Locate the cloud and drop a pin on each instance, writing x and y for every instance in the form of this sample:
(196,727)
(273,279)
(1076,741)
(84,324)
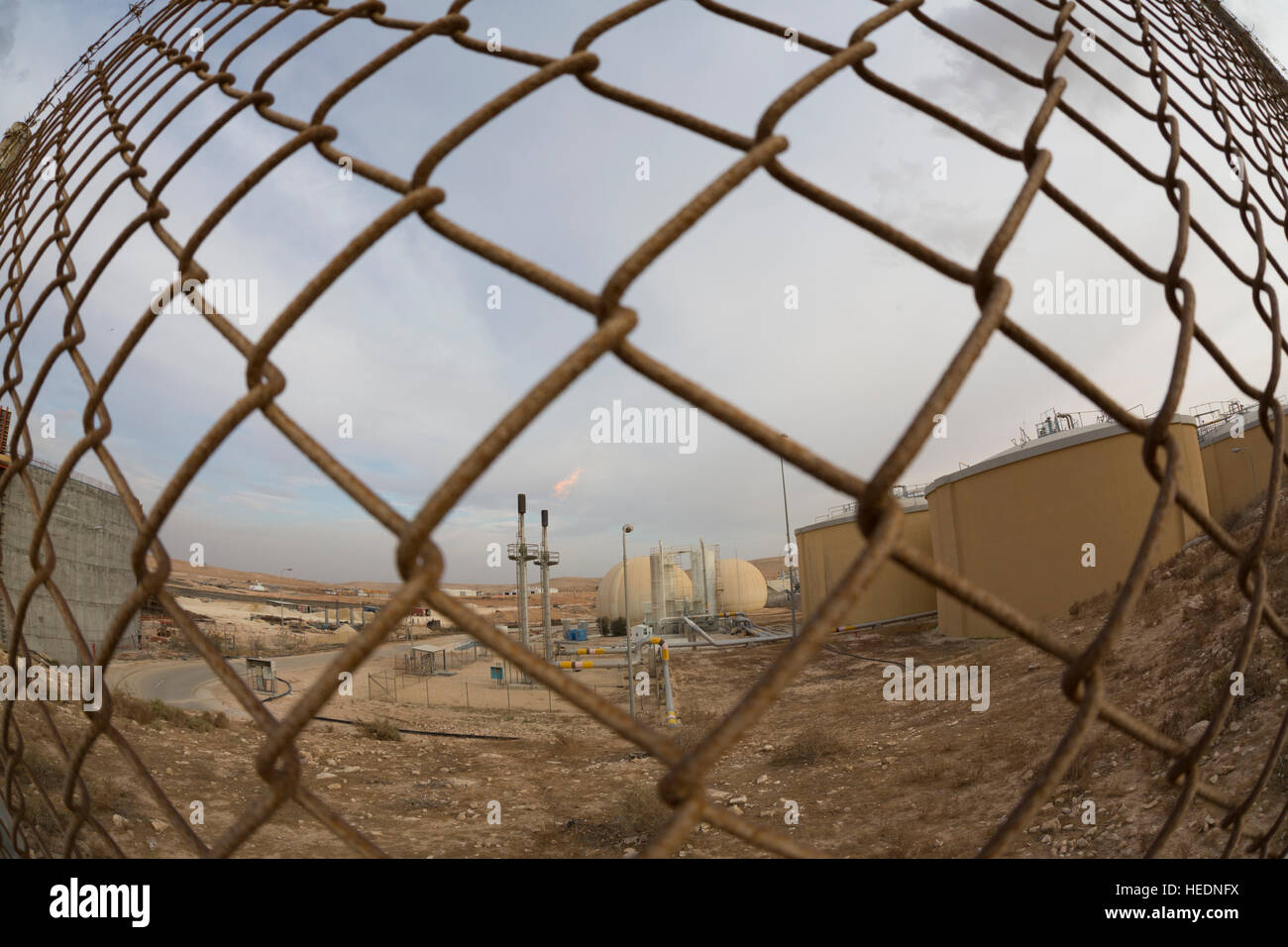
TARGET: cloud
(567,483)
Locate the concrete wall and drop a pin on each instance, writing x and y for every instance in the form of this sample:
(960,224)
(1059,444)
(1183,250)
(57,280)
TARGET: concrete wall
(827,549)
(91,535)
(1235,479)
(1016,525)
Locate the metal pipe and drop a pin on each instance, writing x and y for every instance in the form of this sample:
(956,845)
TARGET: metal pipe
(787,526)
(520,566)
(626,613)
(888,621)
(545,579)
(666,684)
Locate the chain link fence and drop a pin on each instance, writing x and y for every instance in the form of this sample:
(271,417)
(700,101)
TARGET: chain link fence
(1177,46)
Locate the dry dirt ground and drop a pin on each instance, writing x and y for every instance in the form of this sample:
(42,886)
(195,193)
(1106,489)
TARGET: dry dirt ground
(870,777)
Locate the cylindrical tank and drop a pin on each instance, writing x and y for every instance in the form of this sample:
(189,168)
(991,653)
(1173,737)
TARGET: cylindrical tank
(608,600)
(1028,523)
(1235,463)
(827,549)
(742,586)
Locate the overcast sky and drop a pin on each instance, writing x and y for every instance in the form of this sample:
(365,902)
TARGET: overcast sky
(406,343)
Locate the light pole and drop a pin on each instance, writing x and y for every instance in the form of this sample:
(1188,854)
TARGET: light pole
(281,602)
(626,613)
(787,526)
(1252,463)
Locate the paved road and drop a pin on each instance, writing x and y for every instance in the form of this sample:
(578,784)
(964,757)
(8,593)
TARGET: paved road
(191,684)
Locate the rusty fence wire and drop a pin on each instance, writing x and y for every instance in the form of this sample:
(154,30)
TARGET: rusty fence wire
(1189,52)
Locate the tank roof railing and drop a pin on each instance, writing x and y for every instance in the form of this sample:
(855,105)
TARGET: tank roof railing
(906,491)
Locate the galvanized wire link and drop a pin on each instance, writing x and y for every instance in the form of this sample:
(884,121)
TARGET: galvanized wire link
(1205,69)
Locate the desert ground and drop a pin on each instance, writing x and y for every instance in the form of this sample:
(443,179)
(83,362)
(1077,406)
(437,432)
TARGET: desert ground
(868,776)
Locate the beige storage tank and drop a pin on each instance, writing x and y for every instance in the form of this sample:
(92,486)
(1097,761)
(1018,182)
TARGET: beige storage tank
(1236,470)
(608,600)
(1017,523)
(827,549)
(742,586)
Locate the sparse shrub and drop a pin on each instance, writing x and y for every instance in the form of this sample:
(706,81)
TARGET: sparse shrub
(807,749)
(636,815)
(380,728)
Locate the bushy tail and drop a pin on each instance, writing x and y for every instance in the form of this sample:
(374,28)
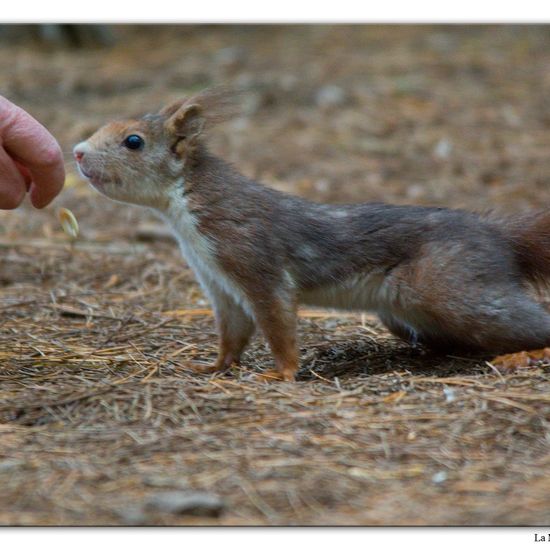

● Assigned task: The expected output is the material above, repeated exactly and free of pictures.

● Task solution:
Locate the cloud and drop a pin on each instance, writing x and y for every instance in the form of this sample:
(196,727)
(273,279)
(1076,741)
(84,324)
TARGET: cloud
(567,483)
Locate the concrete wall and drop a pin on each instance, writing x and y for every instance in the form of this sample:
(960,224)
(1059,444)
(1183,250)
(57,280)
TARGET: concrete wall
(827,549)
(91,535)
(1235,479)
(1016,525)
Locate the metal pipe and drop a pin on each instance, writing x and y for every instance in the form of this sample:
(956,845)
TARGET: metal pipe
(787,526)
(520,566)
(626,613)
(888,621)
(545,579)
(666,684)
Locate the chain link fence and drop a pin on each instance, writing x and y for every instance in the form of this sample:
(271,417)
(700,101)
TARGET: chain link fence
(1177,46)
Locate the dry dirt ground and drop a pin on each instance, writing x and y for every instance in the form of this sample:
(42,886)
(195,193)
(1106,489)
TARGET: dry dirt ground
(870,777)
Locate the cylindrical tank and drop a pin on each instance, writing x and y for every instance in the form of this sample:
(189,168)
(991,653)
(1173,737)
TARGET: cylindrical tank
(608,600)
(1028,523)
(1235,463)
(827,549)
(742,586)
Locate the overcast sky and drop a pin on each instance, writing x and y for every instance in the form of this sample:
(365,902)
TARGET: overcast sky
(406,343)
Locate the light pole and drop a pin on each instance, writing x and y for every instance in the form of this sample:
(1188,854)
TARGET: light pole
(281,602)
(626,613)
(787,526)
(1252,463)
Locate the paved road and drop a pin on each instance, writing x and y for every instance in the form of this sample:
(578,784)
(964,757)
(8,593)
TARGET: paved road
(191,684)
Locate the rusty fence wire and drop a pin on each instance, writing x and y for every instance in the form of this sample:
(154,30)
TARGET: rusty fence wire
(1189,52)
Locate the tank roof railing and drop a pin on each instance, writing x and y for every instance in the form of this sample:
(855,105)
TARGET: tank roof railing
(906,491)
Locate the galvanized wire link and drop a pin on each instance, writing x and y for every instance in the form of this sample:
(884,121)
TARGET: galvanized wire link
(1205,69)
Locate the desert ground and drop a pin on each instance, writing x and y for every instance in the form of this sample:
(443,179)
(83,362)
(1077,406)
(437,432)
TARGET: desert ground
(868,776)
Locate the beige storage tank and drop a pin on each instance, writing x and y for every instance in the form of this sample:
(92,486)
(1097,761)
(1018,182)
TARGET: beige storage tank
(1236,470)
(608,600)
(1017,523)
(827,549)
(742,586)
Locate the sparse shrub and drop a pin on each instance, writing x and y for every instance in the form of this sample:
(706,81)
TARGET: sparse shrub
(807,749)
(636,815)
(380,728)
Locate the bushy tail and drop a pin on each instance, writing x and y for every instance in the form of this sample:
(374,28)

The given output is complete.